Leestekst>

Gemeenschappelijk gebruik van waarnemingsgegevens

De drie regio’s hebben elk hun specifieke rapportagemethoden voor de luchtkwaliteit waardoor burgers in grensregio’s soms dubbelzinnige informatie krijgen. Vooral wanneer de ene regio wel en de andere niet waarschuwt voor piekpollutie is dit verwarrend. Deze module wil gegevens van luchtkwaliteitsmeetstations in het gebied Frankrijk-Wallonië-Vlaanderen bundelen en overeenstemmen.

Concreet omvat de module drie acties:

Inventarisatie van emissies

Op dit moment worden de uitstoot van luchtverontreinigende stoffen per sector en per jaar gemeten of berekend en in een inventaris beschreven. Deze inventarissen kunnen gebruikt worden om luchtkwaliteitskaarten op te maken. Ook elk meetstation heeft een inventaris die opgesteld, opgeslagen en verdeeld wordt met verschillende methoden naargelang de regio. Om een homogene en samenhangende gegevensbank te produceren, is het noodzakelijk om:

      • de lijst van geïnventariseerde verontreinigende stoffen, de beschikbare jaren en de perimeters van elk register te definiëren;
      • de ruimtelijke resultaten van de registers te vergelijken;
      • de geconstateerde verschillen te bespreken;
      • kruiscontroles uit te voeren van de gebruikte methoden en invoergegevens;
      • de beste methode te kiezen in het licht van de beschikbare gegevens;
      • de belangrijkste sectoren te selecteren waarvoor gegevens moeten worden verzameld.

Om deze gegevensbank aan te passen aan een grensoverschrijdend voorspellingsmodel voor de luchtkwaliteit, is het noodzakelijk om:

      • de methode, de beschikbare instrumenten en de te gebruiken tijdsprofielen uit te wisselen;
      • vervuilende emissies te verdelen over een ruimtelijk en tijdelijk raster dat is aangepast aan het model;
      • de in de databank opgeslagen waarden aan te passen aan het juiste numerieke formaat.

Gegevensgedeelte>

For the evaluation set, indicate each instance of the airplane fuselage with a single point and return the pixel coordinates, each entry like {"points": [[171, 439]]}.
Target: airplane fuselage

Opdrachten>
1 – Beantwoord aan de hand van de tekst over luchtkwaliteit de volgende vragen:
(a) Over welk gebied wil de module gegevens van meetstations bundelen?
(b) Waarvoor kunnen de emissie-inventarissen gebruikt worden?
(c) Wat moet aan het juiste numerieke formaat worden aangepast?
2 – Geef bij elke bewering aan of ze klopt met de tekst over luchtkwaliteit, en citeer de woorden die de doorslag geven:
(a) De uitstoot van luchtverontreinigende stoffen wordt per sector en per jaar gemeten of berekend.
(b) De module omvat vijf acties.
(c) Alle regio's stellen de inventaris van een meetstation op volgens dezelfde methode.
3 – Schrijf uit de tekst over luchtkwaliteit letterlijk over van "Om deze gegevensbank" tot "juiste numerieke formaat.".

Antwoorden>
1 –
(a) Over het gebied Frankrijk-Wallonië-Vlaanderen.
(b) Om luchtkwaliteitskaarten op te maken.
(c) De in de databank opgeslagen waarden.

2 –
(a) Ja: "per sector en per jaar gemeten of berekend".
(b) Nee: "Concreet omvat de module drie acties".
(c) Nee: "met verschillende methoden naargelang de regio".

3 –
Om deze gegevensbank aan te passen aan een grensoverschrijdend voorspellingsmodel voor de luchtkwaliteit, is het noodzakelijk om:

      • de methode, de beschikbare instrumenten en de te gebruiken tijdsprofielen uit te wisselen;
      • vervuilende emissies te verdelen over een ruimtelijk en tijdelijk raster dat is aangepast aan het model;
      • de in de databank opgeslagen waarden aan te passen aan het juiste numerieke formaat.